■ **INPUT FOR THIS TASK**:
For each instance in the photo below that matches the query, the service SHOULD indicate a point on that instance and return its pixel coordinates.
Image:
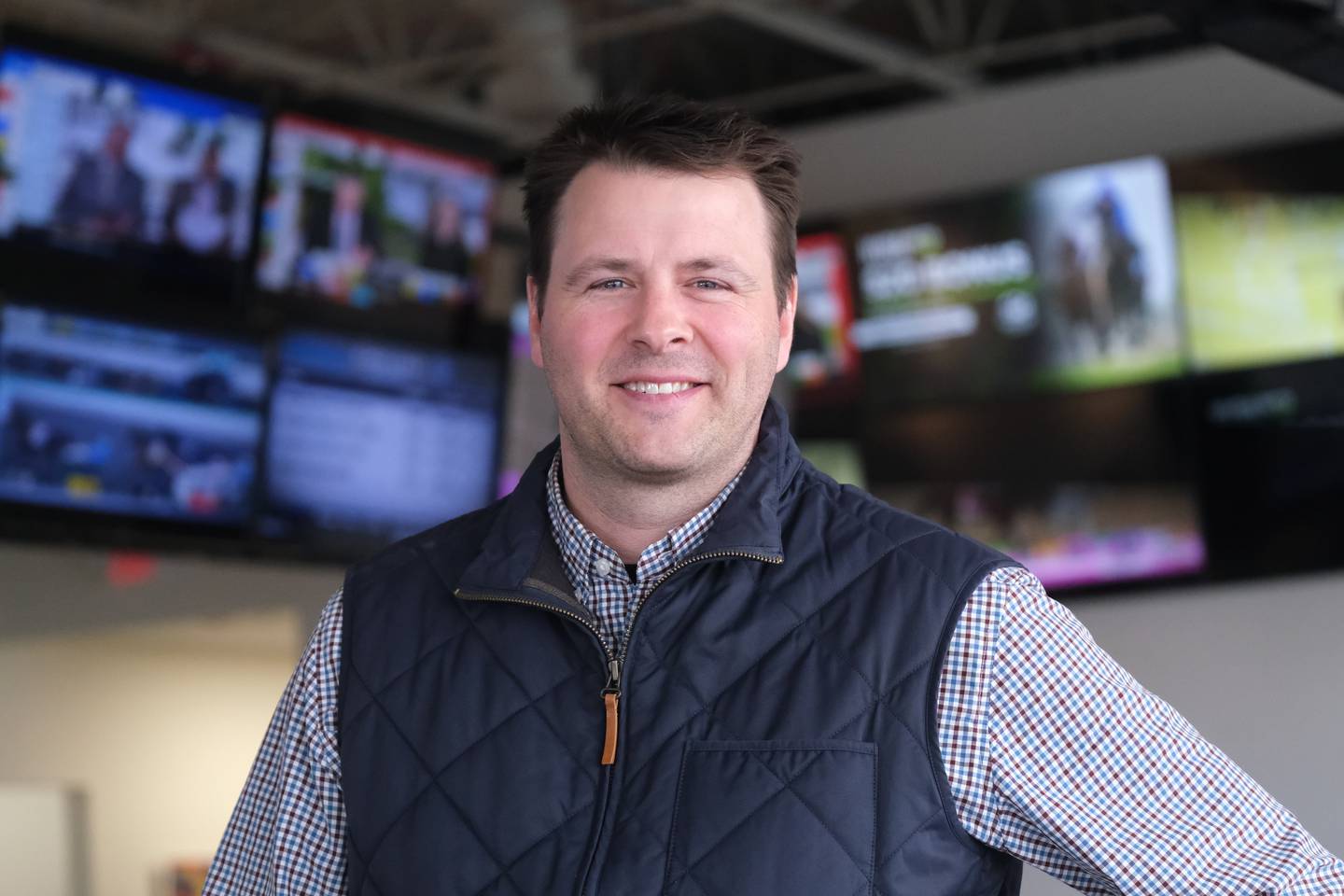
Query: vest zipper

==

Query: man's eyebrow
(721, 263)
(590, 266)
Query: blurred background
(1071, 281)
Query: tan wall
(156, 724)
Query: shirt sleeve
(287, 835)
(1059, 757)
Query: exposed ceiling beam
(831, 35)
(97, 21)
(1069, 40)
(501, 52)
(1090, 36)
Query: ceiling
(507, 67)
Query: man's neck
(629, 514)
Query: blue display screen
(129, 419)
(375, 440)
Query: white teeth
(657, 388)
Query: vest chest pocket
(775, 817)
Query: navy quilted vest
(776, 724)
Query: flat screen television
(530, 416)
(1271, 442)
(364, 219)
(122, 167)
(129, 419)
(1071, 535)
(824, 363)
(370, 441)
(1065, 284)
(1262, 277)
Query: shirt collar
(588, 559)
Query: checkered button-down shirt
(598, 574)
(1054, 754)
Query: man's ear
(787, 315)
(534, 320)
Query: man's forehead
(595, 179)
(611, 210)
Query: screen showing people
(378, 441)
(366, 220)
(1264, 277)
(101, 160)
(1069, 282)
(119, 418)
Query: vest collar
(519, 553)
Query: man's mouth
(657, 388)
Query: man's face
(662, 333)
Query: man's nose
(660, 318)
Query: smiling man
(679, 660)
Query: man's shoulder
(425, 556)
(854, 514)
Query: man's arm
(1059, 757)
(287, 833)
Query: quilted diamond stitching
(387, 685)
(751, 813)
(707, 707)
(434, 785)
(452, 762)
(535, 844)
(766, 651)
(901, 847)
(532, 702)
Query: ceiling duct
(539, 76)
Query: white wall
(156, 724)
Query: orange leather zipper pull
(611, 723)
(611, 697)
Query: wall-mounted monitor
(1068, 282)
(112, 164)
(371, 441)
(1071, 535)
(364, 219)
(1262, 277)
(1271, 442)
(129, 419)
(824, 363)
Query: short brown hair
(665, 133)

==

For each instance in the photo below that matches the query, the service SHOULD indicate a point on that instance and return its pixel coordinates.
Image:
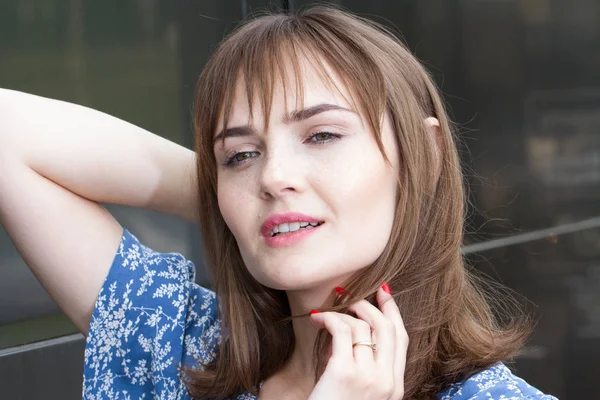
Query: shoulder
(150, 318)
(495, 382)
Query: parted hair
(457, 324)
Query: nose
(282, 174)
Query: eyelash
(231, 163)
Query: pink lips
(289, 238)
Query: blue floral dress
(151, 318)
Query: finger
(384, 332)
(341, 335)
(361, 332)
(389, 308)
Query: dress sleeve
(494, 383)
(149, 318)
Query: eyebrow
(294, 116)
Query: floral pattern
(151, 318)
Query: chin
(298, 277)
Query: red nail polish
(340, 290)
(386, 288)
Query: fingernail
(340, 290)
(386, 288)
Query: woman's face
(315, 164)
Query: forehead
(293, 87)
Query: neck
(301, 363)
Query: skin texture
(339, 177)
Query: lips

■ **EXERCISE**: What you return must be the lines above that run from the line with "Query: woman's face" to the line with "Query: lips", inclusive, each copied exactly.

■ **ANSWER BOX**:
Query: woman's face
(315, 164)
Query: forehead
(293, 87)
Query: neck
(301, 363)
Query: skin texture
(339, 177)
Query: lips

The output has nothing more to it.